Directions:
Once the pictures have been removed, repeat the remainder of the records exactly.

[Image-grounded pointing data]
= Beginning of Section =

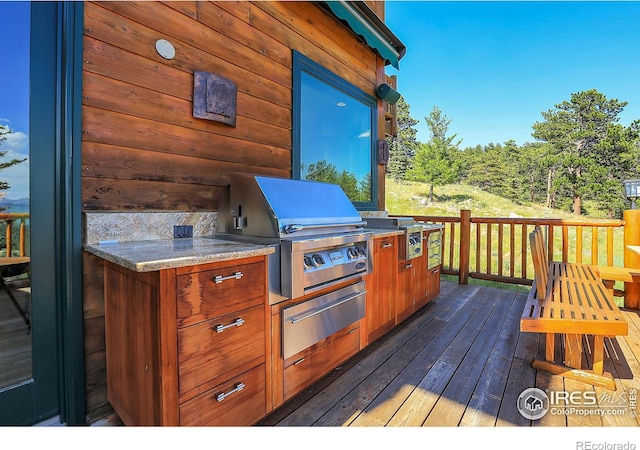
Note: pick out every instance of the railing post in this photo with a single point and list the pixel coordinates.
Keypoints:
(465, 245)
(23, 233)
(8, 237)
(631, 259)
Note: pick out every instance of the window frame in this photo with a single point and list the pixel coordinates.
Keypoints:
(301, 64)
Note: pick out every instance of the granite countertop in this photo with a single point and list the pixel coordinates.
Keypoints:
(431, 226)
(381, 232)
(152, 255)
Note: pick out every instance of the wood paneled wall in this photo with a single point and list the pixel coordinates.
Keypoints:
(142, 148)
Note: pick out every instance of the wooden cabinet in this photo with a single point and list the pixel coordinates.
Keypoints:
(433, 263)
(381, 286)
(312, 363)
(409, 287)
(187, 346)
(289, 376)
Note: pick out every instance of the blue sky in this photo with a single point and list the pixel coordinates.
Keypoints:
(14, 93)
(494, 67)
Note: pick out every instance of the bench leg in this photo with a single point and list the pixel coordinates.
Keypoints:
(550, 347)
(598, 354)
(573, 350)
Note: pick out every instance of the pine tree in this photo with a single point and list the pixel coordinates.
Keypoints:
(436, 162)
(403, 147)
(587, 151)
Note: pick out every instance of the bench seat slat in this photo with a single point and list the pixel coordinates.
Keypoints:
(571, 300)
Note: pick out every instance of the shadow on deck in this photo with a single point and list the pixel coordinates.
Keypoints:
(462, 362)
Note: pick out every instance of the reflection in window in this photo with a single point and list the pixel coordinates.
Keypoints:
(334, 130)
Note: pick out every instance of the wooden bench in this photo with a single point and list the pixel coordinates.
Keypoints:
(571, 300)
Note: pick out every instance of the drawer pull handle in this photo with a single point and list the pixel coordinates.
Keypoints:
(221, 396)
(236, 323)
(220, 278)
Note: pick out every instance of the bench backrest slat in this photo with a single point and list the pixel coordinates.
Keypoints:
(540, 261)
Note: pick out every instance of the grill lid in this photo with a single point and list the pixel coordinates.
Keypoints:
(281, 207)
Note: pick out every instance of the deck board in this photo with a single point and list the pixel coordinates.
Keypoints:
(460, 361)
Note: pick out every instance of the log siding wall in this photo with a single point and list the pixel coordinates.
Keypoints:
(143, 149)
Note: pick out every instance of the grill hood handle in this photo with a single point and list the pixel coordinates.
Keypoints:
(288, 229)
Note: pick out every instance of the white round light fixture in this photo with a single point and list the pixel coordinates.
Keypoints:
(165, 49)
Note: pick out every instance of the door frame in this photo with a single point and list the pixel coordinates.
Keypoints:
(58, 383)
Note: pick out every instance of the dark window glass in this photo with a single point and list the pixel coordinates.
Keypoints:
(334, 132)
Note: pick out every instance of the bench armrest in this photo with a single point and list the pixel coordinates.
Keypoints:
(617, 273)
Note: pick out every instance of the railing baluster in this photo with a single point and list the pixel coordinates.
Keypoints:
(524, 242)
(23, 237)
(594, 245)
(579, 245)
(500, 254)
(610, 246)
(488, 248)
(478, 233)
(512, 249)
(452, 228)
(9, 237)
(460, 251)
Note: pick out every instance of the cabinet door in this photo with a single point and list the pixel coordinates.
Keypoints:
(420, 277)
(406, 290)
(433, 283)
(381, 299)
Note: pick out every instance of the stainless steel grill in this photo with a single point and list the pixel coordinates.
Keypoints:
(320, 245)
(318, 234)
(411, 245)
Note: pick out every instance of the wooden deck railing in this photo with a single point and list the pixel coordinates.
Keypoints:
(13, 221)
(497, 249)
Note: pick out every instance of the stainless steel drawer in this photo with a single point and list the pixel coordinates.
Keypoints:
(311, 321)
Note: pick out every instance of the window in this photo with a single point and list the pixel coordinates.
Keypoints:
(334, 132)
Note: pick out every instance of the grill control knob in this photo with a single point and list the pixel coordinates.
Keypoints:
(318, 260)
(308, 263)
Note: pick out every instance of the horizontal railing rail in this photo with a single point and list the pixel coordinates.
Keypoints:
(497, 249)
(15, 247)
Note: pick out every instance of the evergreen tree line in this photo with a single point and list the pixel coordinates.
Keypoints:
(356, 191)
(580, 153)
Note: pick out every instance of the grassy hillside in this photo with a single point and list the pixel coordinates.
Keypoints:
(412, 198)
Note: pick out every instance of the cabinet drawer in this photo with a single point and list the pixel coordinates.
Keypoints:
(313, 363)
(435, 239)
(205, 354)
(216, 292)
(384, 243)
(240, 407)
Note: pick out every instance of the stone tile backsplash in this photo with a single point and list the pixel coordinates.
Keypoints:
(144, 225)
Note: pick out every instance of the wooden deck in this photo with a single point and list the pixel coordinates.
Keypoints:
(462, 362)
(15, 338)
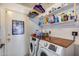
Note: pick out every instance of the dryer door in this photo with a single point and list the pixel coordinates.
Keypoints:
(32, 49)
(45, 52)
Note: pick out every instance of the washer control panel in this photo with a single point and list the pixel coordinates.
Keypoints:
(52, 47)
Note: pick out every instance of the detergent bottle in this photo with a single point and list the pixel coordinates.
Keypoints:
(46, 20)
(56, 19)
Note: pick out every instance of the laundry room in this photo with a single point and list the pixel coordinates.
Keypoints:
(39, 29)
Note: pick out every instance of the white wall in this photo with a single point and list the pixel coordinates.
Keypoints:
(20, 9)
(64, 33)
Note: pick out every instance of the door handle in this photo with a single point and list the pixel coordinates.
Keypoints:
(1, 45)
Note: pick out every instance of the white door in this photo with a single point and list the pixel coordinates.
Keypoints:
(15, 41)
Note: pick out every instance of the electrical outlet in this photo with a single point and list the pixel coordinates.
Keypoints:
(74, 33)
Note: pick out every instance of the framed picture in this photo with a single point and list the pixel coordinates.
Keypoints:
(17, 27)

= End of Section =

Solution for this exercise:
Note: pick out every instance of the railing post in this photo with a single point and list the pixel coordinates.
Keypoints:
(465, 245)
(23, 233)
(8, 237)
(631, 259)
Note: pick out every instance of the window frame in this photo with a single point and list the pixel coordinates.
Keypoints:
(301, 64)
Note: pick out every instance of the granite countertop in this photo with a single point and list the pixel coordinates.
Keypoints:
(431, 226)
(381, 232)
(152, 255)
Note: pick out every instance of the wood paneled wall in this photo with a single point and list the pixel coordinates.
Keypoints:
(142, 148)
Note: pick out every instance of the wooden cabinet in this photo with a single point and list the pixel coordinates.
Keypoints:
(433, 263)
(381, 286)
(312, 363)
(409, 287)
(187, 346)
(289, 376)
Note: pick out every instance of the blue sky in this photo with a single point and list the pixel coordinates.
Keypoints:
(14, 93)
(494, 67)
Note: pick out every instance of the bench leg in this photo with a single point and list the pixel coordinates.
Keypoints:
(550, 347)
(598, 354)
(573, 350)
Note: pick out every instance of the pine tree in this photo with a single point and list the pixel coordinates.
Keypoints:
(436, 162)
(403, 147)
(587, 151)
Note: pick out every instance of the bench seat slat in this photo with a single point and list the pixel coordinates.
Keypoints:
(571, 300)
Note: pick out every instance of the shadow on deck in this photo with a single point and list the pixel coordinates.
Keypoints:
(462, 362)
Note: pick out every instance of the reflection in window in this photo with a single point and list the pixel coordinates.
Keypoints:
(334, 130)
Note: pick out every instance of the wooden bench in this photo with a single point and list the pixel coordinates.
Keypoints:
(571, 300)
Note: pick out every instance of the drawer pull handle in this photo with a single point and list the pixel coordinates.
Keypoints:
(221, 396)
(236, 323)
(220, 278)
Note: pick out every instance of the bench backrest slat in this photo with a single point and list the pixel coordinates.
Keypoints:
(540, 261)
Note: pick out every instance of the grill lid in this photo with a single point and list the pixel coordinates.
Keypoints:
(281, 207)
Note: pick out every instance of the deck board in this photo with a single point and list the pixel coordinates.
Keypoints:
(460, 361)
Note: pick out every instance of the log siding wall in this photo with a single point and list the pixel coordinates.
Keypoints:
(143, 149)
Note: pick out every instance of the grill hood handle in this photo with a single point and list the pixel coordinates.
Keypoints:
(288, 229)
Note: pick out every instance of the white round light fixture in this photo with a single point and list the pixel coordinates.
Keypoints:
(165, 49)
Note: pick out every instance of the door frame in this photo with a single point and list the pixel coordinates.
Keypoints:
(58, 383)
Note: pick out every instance of the dark window glass in this photo with a single point and list the pixel coordinates.
Keypoints:
(334, 132)
Note: pick out every instance of the bench armrest in this photo with a single point and list the pixel coordinates.
Keypoints:
(617, 273)
Note: pick out every instance of the railing baluster in this photo with a single point and list the pixel coordinates.
Keypoints:
(524, 242)
(23, 237)
(594, 245)
(579, 245)
(500, 254)
(610, 246)
(488, 248)
(478, 233)
(512, 249)
(452, 228)
(9, 237)
(460, 251)
Note: pick out every instance of the cabinet door in this photo with a single point and list the pixel coordinates.
Keypoints:
(420, 277)
(406, 290)
(433, 283)
(381, 299)
Note: pick out every instance of the stainless steel grill in this photo with a single point and list the pixel coordinates.
Keypoints:
(320, 245)
(318, 234)
(411, 245)
Note: pick out every instance of the wooden deck railing in this photo with a single point and list the pixel coordinates.
Keypoints:
(13, 221)
(497, 249)
Note: pick out every instance of the stainless steel drawer in this photo with a single point and list the pixel coordinates.
Keypoints:
(311, 321)
Note: pick out every instance of the window in this photo with a single point and list the pixel coordinates.
Keypoints:
(334, 132)
Note: pick out every instance of the grill control knob in this photo with a single point and list the pixel coordinates.
Keypoints:
(318, 260)
(308, 263)
Note: pick out every instance of the horizontal railing rail in this photo with a single point and list the pixel coordinates.
Keypoints:
(497, 249)
(15, 247)
Note: pick out every instance of the evergreen tree line in this photo with a single point and list the pixel coordinates.
Keypoints:
(356, 191)
(580, 153)
Note: pick out every instance of the grassy hillside in this photo with a single point and list the pixel coordinates.
Keypoints:
(412, 198)
Note: pick out every instance of the cabinet drawer in this photo with a single point and list the pixel coordinates.
Keypoints:
(313, 363)
(435, 239)
(205, 354)
(216, 292)
(384, 243)
(240, 407)
Note: pick out every instance of the stone tile backsplash in this photo with a single point and list the pixel coordinates.
Keypoints:
(144, 225)
Note: pick out every instance of the wooden deck in this photo with a single point and list the pixel coordinates.
Keypoints:
(462, 362)
(15, 338)
Note: pick out every instance of the dryer door in this photo with a single point and list the pixel coordinates.
Keypoints:
(32, 49)
(45, 52)
Note: pick out every instance of the washer control panel in this photo with a single point and list the pixel coordinates.
Keypoints:
(52, 47)
Note: pick out every instance of the detergent bottle in this photo with a single point and list the pixel coordinates.
Keypoints:
(46, 20)
(56, 19)
Note: pick out every instance of the laundry room in this photo with a single point and list the pixel coordinates.
Keypoints:
(39, 29)
Note: pick out every instance of the white wall in this photo with a single point and list the pixel coordinates.
Keypoints:
(20, 9)
(64, 33)
Note: pick out every instance of the door handle in this photo with a single point and list the pixel coordinates.
Keypoints:
(1, 45)
Note: pick out every instance of the white door in this photo with a single point and list the pixel coordinates.
Keypoints:
(15, 41)
Note: pick out every instance of the electrical outlet in this photo with a single point and list the pixel coordinates.
Keypoints:
(74, 33)
Note: pick out every instance of the framed picture in this photo with a single point and list the pixel coordinates.
Keypoints:
(17, 27)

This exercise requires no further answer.